Directions> Count the lines in the listing below that contain the string "green", treating uppercase and lowercase as different, and reply with that number alone.

— Start of Data supplied —

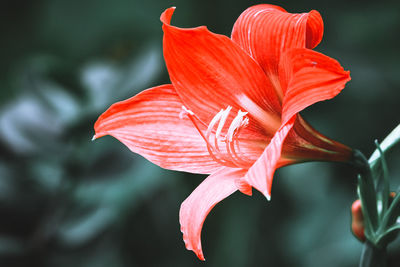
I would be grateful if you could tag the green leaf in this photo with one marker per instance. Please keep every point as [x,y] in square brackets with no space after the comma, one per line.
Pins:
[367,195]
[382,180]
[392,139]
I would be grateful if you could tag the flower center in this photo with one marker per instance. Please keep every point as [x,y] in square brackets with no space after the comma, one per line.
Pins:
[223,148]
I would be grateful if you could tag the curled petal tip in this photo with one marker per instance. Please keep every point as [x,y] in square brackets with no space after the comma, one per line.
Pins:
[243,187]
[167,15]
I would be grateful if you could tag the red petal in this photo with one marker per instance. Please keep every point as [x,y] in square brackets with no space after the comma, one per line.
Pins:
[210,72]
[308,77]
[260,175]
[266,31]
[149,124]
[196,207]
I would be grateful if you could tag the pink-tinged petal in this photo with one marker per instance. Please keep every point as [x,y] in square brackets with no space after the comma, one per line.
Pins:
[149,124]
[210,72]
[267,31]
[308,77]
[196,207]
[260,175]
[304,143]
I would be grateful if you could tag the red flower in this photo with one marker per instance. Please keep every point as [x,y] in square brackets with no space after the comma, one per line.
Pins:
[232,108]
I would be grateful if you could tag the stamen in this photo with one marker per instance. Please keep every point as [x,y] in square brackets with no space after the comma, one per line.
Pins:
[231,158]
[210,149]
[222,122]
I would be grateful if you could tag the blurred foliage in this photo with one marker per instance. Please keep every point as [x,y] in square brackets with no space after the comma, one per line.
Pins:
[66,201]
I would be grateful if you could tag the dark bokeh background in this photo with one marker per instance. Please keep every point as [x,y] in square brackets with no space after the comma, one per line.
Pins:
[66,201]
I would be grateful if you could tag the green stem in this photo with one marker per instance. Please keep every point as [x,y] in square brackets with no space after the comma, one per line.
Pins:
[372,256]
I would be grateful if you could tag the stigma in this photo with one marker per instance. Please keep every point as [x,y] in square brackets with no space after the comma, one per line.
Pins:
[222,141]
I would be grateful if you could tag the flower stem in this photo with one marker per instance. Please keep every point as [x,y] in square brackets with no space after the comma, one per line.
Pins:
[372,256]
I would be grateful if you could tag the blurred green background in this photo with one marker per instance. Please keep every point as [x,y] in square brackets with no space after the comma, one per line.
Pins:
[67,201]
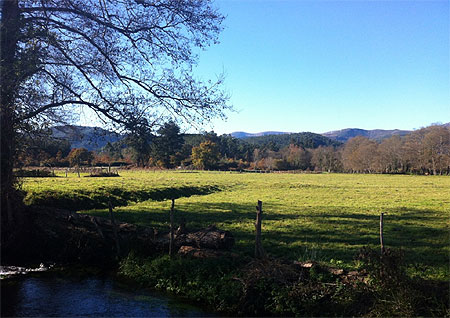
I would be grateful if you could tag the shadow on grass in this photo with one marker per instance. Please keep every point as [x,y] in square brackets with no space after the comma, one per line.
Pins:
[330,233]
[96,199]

— End of Data supplied —
— Start of Data supplied —

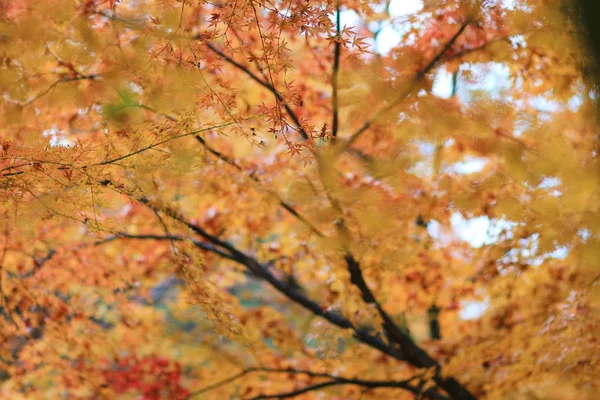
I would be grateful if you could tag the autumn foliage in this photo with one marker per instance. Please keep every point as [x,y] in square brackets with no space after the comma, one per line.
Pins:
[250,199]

— End of Data supplied —
— Start of Data supplied —

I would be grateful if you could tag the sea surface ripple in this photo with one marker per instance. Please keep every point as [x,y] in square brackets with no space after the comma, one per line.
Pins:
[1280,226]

— End of Data supplied —

Solution> 3